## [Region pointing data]
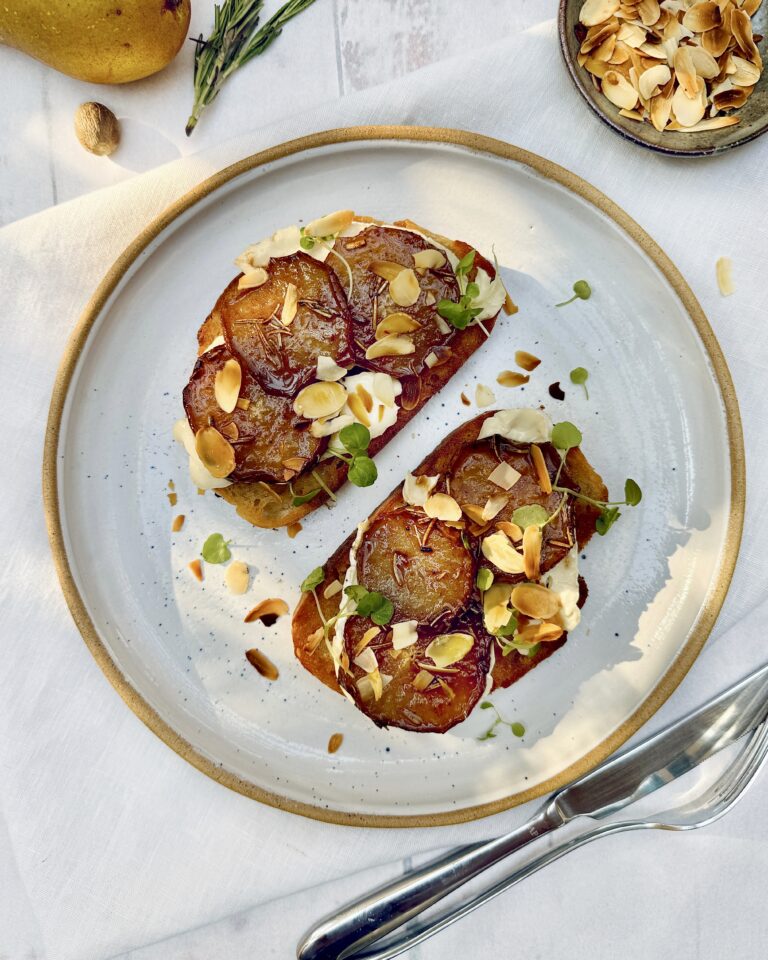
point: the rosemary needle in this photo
(234, 41)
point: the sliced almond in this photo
(226, 385)
(322, 399)
(253, 278)
(396, 323)
(532, 551)
(404, 634)
(542, 474)
(416, 490)
(534, 600)
(332, 589)
(498, 549)
(449, 648)
(527, 361)
(512, 530)
(724, 270)
(504, 475)
(404, 289)
(429, 260)
(484, 396)
(237, 577)
(597, 11)
(618, 90)
(330, 224)
(216, 453)
(328, 369)
(393, 345)
(511, 378)
(261, 662)
(441, 506)
(290, 305)
(267, 611)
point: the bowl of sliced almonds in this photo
(682, 77)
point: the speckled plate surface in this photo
(661, 408)
(754, 114)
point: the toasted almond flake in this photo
(386, 269)
(370, 634)
(511, 378)
(542, 474)
(440, 506)
(493, 506)
(215, 452)
(322, 399)
(449, 648)
(332, 589)
(498, 549)
(393, 345)
(416, 490)
(527, 361)
(422, 680)
(597, 11)
(253, 278)
(504, 475)
(404, 289)
(724, 270)
(535, 601)
(357, 407)
(236, 577)
(330, 224)
(532, 551)
(396, 323)
(328, 369)
(429, 259)
(366, 660)
(267, 611)
(484, 396)
(261, 662)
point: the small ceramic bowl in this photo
(754, 114)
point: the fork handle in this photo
(367, 920)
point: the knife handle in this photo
(367, 920)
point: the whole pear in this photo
(101, 41)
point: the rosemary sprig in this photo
(234, 41)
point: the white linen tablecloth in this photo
(110, 843)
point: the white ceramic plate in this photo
(660, 409)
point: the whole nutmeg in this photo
(97, 128)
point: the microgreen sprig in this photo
(516, 727)
(581, 291)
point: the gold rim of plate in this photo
(497, 148)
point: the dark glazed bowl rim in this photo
(578, 76)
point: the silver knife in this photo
(614, 784)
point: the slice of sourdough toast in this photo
(423, 558)
(341, 317)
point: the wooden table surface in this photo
(335, 48)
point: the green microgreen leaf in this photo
(484, 578)
(632, 493)
(313, 580)
(579, 376)
(581, 291)
(216, 549)
(565, 435)
(530, 515)
(362, 471)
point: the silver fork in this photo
(708, 807)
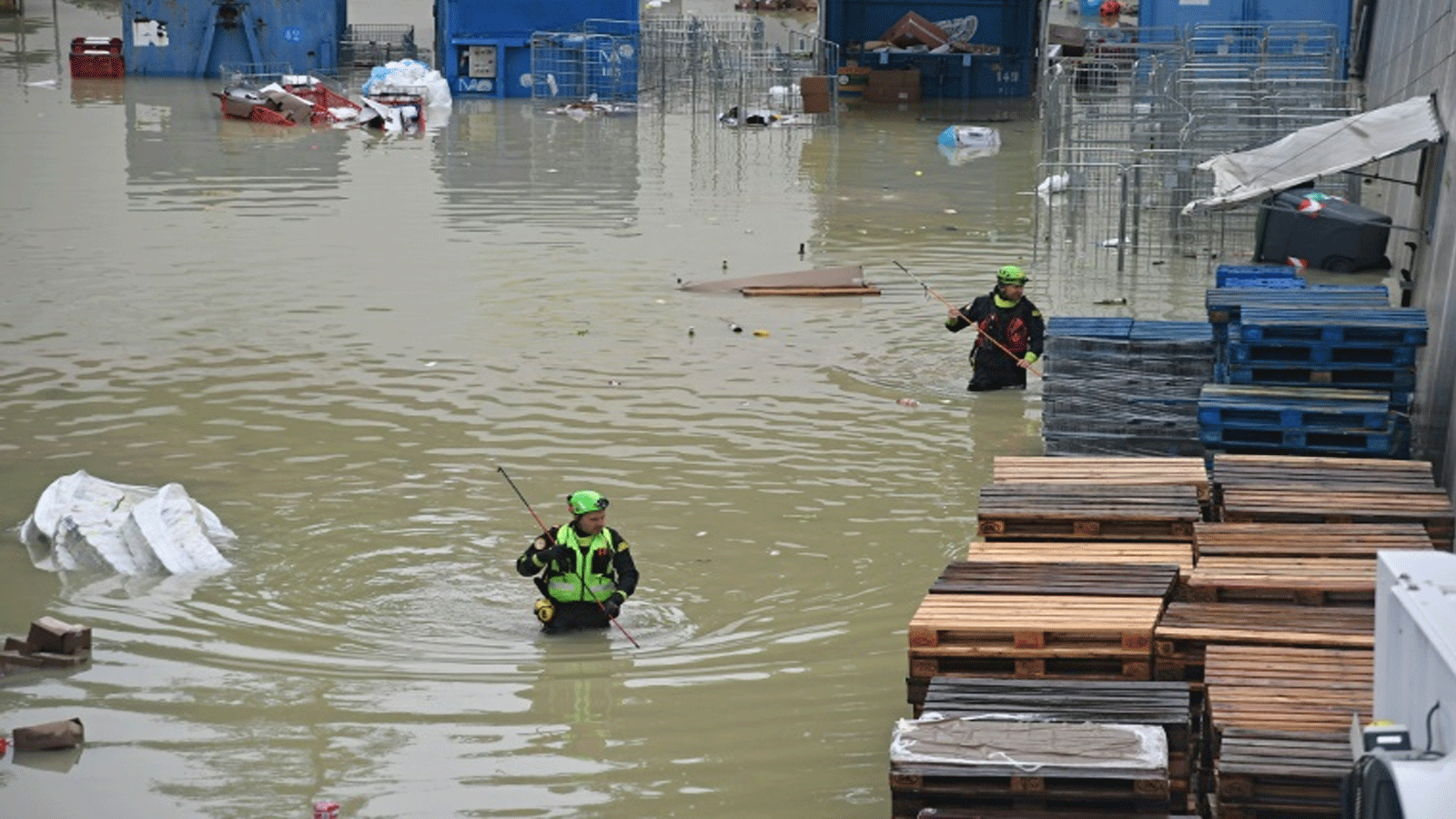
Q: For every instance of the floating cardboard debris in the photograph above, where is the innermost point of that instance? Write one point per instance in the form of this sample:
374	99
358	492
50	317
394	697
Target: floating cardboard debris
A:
50	644
50	736
824	281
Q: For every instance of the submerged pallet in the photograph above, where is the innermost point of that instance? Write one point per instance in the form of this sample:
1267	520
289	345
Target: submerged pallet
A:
1088	579
1118	471
1310	581
1026	765
1187	630
1261	773
1296	504
1390	325
1307	540
1088	511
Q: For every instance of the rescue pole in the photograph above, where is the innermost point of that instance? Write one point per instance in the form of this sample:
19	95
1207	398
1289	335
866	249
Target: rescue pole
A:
931	290
545	530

## [Assignment]
Set down exactly what runs from the line containing "Target: submerged pallet" through the last line above, both lines included.

## [Exercise result]
Target: submerged pallet
A:
1088	579
1118	471
1310	581
1026	765
1187	630
1261	773
1296	504
1390	325
1307	540
1088	511
Q: For every instance of the rescue pole in the photograph above, where is the innermost point of that instance? Write one point per instance in the form of this sample:
19	95
1207	398
1289	335
866	249
Target: rescue pole
A:
931	290
545	530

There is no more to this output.